_Excerpted data_
start

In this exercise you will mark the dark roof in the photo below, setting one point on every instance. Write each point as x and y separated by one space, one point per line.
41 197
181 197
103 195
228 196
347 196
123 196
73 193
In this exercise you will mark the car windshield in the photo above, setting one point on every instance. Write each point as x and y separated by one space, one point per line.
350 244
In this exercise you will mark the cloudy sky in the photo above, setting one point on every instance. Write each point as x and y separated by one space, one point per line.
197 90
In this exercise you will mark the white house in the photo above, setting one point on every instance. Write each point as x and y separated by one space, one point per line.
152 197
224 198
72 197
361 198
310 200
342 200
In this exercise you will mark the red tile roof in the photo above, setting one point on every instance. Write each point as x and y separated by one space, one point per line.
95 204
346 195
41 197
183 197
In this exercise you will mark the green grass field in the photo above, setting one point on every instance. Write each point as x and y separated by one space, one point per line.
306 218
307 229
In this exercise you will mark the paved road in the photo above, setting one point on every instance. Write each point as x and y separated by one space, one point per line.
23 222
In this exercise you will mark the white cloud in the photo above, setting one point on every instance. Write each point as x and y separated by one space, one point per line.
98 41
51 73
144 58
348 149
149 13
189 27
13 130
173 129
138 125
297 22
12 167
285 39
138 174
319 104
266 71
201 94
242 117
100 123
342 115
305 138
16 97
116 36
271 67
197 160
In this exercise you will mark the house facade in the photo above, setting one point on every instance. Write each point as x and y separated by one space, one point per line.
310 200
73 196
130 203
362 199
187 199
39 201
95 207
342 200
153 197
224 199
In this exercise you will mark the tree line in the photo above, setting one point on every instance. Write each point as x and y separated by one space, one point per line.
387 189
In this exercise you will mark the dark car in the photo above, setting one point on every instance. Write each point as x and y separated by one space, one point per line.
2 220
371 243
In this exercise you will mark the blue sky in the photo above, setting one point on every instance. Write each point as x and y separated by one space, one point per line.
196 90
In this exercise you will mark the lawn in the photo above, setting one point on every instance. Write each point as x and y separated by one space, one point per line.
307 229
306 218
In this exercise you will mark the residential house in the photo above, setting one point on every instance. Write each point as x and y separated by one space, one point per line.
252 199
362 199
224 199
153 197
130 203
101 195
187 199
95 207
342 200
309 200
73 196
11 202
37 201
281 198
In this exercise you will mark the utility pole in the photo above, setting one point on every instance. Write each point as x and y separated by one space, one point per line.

end

_Task instructions_
Convert the listing, starting at the line containing "In this exercise you will mark the lawn" and ending with the last line of the listing, into a Markdown table with the columns No. and Line, numbering each row and omitting blank lines.

_Expected answer_
| No. | Line |
|---|---|
| 1 | In this exercise you will mark the lawn in the photo above, setting one point on every instance. Write each point as x and y separated by one space, one point per line. |
| 2 | 307 229 |
| 3 | 306 218 |
| 4 | In this exercise you will mark the residential house in the photo above, setting one point on every instance. Write each point as x and y separated by one space, one point per line. |
| 5 | 252 199 |
| 6 | 362 199 |
| 7 | 224 199 |
| 8 | 153 197 |
| 9 | 130 203 |
| 10 | 101 195 |
| 11 | 187 199 |
| 12 | 95 207 |
| 13 | 342 200 |
| 14 | 309 200 |
| 15 | 73 196 |
| 16 | 11 202 |
| 17 | 37 201 |
| 18 | 281 198 |
| 19 | In this exercise you will mark the utility pole in the photo above, setting one point on every instance. Write each point as x and y separated by one space, one point per line. |